People come into your life at certain times for a reason.
Doors open when they need to open.
You walk through those open doors when you know it's right.
Three years ago a friend of the family asked if I was still looking for a job because the volunteer coordinator position at her hospice company was opening up. I shrugged, applied, and interviewed. I was 23 years old when I got that job. It was my first, real, 8-5 position. At the time I knew nothing about hospice or really anything about the medical field. But it was the right position for me at the time.
I met amazing people. I learned an incredible amount about the end of life and about grief. But most importantly, I learned the beauty of basic human interaction.
I met some of my best friends. I was mentored by strong, smart women and I was able to be a mentor for others. I was influenced by the stories of laughter, tears, forgiveness, and grief.
My coworkers surrounded me with support during everything that happened with my dad. They were constantly praying for him and asking about him. Many of them didn't know, though, that for the last 5 months I have been silently suffering. Although my dad is doing well, it was both terrifying and overwhelming to be working for a hospice knowing my dad had cancer. In one of our team meetings, we discussed a new patient who was the same age and had the same diagnosis as my dad. I couldn't look at anyone in the eye. I wanted to cry. I knew then that it was time to move on.

DATA PROVIDED:
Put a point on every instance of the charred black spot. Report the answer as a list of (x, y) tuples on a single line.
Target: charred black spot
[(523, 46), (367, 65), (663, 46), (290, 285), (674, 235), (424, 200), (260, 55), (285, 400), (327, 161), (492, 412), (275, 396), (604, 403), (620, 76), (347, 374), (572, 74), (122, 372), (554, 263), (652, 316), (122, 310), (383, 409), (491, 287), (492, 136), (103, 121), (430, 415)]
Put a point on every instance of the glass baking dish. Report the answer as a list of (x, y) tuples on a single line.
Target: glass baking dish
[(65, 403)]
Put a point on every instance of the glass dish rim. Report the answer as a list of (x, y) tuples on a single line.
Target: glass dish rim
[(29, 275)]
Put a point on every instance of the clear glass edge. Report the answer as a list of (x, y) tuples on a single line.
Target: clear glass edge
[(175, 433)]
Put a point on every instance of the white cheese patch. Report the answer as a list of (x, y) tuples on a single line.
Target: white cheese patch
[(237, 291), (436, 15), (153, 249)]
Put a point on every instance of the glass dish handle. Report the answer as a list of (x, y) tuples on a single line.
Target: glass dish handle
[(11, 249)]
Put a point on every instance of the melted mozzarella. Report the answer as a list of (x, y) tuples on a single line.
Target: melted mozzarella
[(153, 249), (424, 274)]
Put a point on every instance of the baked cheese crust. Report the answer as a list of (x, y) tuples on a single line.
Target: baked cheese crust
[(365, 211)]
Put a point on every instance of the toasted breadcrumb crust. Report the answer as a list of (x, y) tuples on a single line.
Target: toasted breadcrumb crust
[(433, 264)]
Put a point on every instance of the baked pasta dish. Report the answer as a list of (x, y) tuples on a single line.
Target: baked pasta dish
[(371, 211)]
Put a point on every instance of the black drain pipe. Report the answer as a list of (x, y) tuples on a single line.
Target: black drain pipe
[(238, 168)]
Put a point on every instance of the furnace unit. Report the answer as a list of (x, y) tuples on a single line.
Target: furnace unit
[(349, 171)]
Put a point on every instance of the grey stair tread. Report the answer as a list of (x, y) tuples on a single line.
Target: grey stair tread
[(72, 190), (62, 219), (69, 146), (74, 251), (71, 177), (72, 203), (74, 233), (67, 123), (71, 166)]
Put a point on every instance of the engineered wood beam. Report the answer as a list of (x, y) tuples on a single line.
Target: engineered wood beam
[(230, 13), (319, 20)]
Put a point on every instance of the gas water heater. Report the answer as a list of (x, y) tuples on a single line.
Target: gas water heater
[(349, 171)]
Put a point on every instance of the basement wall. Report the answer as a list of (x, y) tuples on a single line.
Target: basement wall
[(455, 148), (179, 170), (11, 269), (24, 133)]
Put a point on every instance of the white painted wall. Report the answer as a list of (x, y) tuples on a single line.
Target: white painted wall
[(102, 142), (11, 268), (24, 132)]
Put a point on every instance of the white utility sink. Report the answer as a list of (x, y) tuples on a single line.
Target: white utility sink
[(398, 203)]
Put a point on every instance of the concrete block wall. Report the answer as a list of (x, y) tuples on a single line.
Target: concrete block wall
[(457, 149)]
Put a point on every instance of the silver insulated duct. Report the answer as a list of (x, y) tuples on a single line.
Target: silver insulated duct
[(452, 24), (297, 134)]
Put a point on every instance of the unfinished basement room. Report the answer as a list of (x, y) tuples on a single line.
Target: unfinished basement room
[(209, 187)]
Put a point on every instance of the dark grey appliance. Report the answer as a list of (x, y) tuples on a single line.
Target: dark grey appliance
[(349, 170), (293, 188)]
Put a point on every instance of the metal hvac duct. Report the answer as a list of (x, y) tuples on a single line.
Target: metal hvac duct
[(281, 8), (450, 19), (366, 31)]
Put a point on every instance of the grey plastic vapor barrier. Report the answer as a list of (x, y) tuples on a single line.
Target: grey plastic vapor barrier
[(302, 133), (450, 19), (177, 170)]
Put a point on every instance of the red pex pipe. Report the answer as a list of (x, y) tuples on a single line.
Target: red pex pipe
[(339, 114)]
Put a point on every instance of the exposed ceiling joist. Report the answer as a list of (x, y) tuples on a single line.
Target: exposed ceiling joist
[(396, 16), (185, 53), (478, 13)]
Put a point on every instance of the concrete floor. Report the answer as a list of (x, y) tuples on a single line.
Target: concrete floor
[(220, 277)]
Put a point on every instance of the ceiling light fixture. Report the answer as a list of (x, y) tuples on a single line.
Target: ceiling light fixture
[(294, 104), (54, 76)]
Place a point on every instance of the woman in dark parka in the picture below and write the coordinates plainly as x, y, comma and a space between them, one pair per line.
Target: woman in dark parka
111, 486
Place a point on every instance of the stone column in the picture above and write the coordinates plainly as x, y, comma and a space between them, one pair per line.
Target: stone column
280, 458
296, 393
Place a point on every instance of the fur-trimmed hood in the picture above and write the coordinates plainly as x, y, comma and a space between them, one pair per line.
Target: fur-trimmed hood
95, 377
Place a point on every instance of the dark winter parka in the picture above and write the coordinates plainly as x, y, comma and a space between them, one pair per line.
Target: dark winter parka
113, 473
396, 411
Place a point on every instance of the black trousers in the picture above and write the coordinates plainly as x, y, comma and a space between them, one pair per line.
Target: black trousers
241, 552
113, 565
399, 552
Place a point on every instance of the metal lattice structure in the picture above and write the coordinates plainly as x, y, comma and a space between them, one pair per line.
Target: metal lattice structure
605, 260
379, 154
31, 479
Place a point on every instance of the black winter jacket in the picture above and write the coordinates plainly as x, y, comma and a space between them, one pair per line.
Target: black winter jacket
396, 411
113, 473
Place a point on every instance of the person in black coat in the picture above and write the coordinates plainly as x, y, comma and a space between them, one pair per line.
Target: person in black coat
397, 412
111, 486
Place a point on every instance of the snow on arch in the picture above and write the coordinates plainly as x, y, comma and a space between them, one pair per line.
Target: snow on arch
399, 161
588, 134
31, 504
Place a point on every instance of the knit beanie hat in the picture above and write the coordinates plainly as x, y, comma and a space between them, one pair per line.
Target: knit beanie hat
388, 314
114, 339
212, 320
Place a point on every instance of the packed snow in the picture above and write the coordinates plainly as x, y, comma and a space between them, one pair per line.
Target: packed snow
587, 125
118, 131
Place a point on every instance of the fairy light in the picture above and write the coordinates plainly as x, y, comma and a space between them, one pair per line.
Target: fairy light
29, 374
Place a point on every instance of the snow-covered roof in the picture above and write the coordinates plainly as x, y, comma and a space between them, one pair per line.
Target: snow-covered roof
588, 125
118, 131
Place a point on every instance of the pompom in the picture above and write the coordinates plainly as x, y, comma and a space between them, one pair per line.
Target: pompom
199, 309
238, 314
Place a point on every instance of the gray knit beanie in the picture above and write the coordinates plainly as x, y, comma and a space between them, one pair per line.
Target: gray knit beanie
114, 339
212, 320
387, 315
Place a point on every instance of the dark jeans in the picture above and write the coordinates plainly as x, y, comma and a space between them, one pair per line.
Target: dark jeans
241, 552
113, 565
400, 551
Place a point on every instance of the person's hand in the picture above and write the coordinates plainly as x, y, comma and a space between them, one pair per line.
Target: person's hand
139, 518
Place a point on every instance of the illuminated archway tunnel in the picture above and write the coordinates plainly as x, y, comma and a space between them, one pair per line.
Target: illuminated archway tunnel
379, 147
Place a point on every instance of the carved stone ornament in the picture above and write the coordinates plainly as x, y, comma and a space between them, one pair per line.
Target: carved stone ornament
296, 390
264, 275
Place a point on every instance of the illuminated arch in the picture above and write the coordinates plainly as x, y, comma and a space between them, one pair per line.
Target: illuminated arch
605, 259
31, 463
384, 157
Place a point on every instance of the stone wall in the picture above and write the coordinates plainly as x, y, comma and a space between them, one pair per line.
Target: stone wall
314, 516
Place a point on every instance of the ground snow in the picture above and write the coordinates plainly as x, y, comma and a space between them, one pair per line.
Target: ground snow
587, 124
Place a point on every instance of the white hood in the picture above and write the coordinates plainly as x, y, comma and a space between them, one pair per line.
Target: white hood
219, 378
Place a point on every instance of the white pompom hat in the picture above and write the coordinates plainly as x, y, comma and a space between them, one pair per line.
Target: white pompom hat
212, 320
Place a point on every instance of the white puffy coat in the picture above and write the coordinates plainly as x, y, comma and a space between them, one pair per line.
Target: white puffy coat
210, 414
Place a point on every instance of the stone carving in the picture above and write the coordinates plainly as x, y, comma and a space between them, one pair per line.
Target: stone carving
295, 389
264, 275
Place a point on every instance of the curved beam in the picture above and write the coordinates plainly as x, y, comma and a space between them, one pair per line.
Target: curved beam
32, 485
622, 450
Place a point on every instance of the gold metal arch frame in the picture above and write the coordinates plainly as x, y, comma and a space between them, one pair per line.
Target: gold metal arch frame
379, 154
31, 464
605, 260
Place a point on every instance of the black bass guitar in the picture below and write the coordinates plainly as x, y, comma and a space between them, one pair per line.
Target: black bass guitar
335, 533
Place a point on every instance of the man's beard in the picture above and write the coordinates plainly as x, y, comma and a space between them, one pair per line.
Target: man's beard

QUESTIONS ON THE MATERIAL:
**a.** In the essay about the hospice job, how old was the writer when hired as volunteer coordinator?
**b.** Using the essay about the hospice job, explain why the writer decided it was time to move on.
The listing has no connection to the essay about the hospice job.

EXPECTED RESPONSES:
**a.** The writer was 23 years old.

**b.** Working for a hospice while the writer's dad had cancer was terrifying and overwhelming. When a team meeting covered a new patient with the same age and diagnosis as the dad, the writer couldn't look anyone in the eye and wanted to cry, and knew it was time to move on.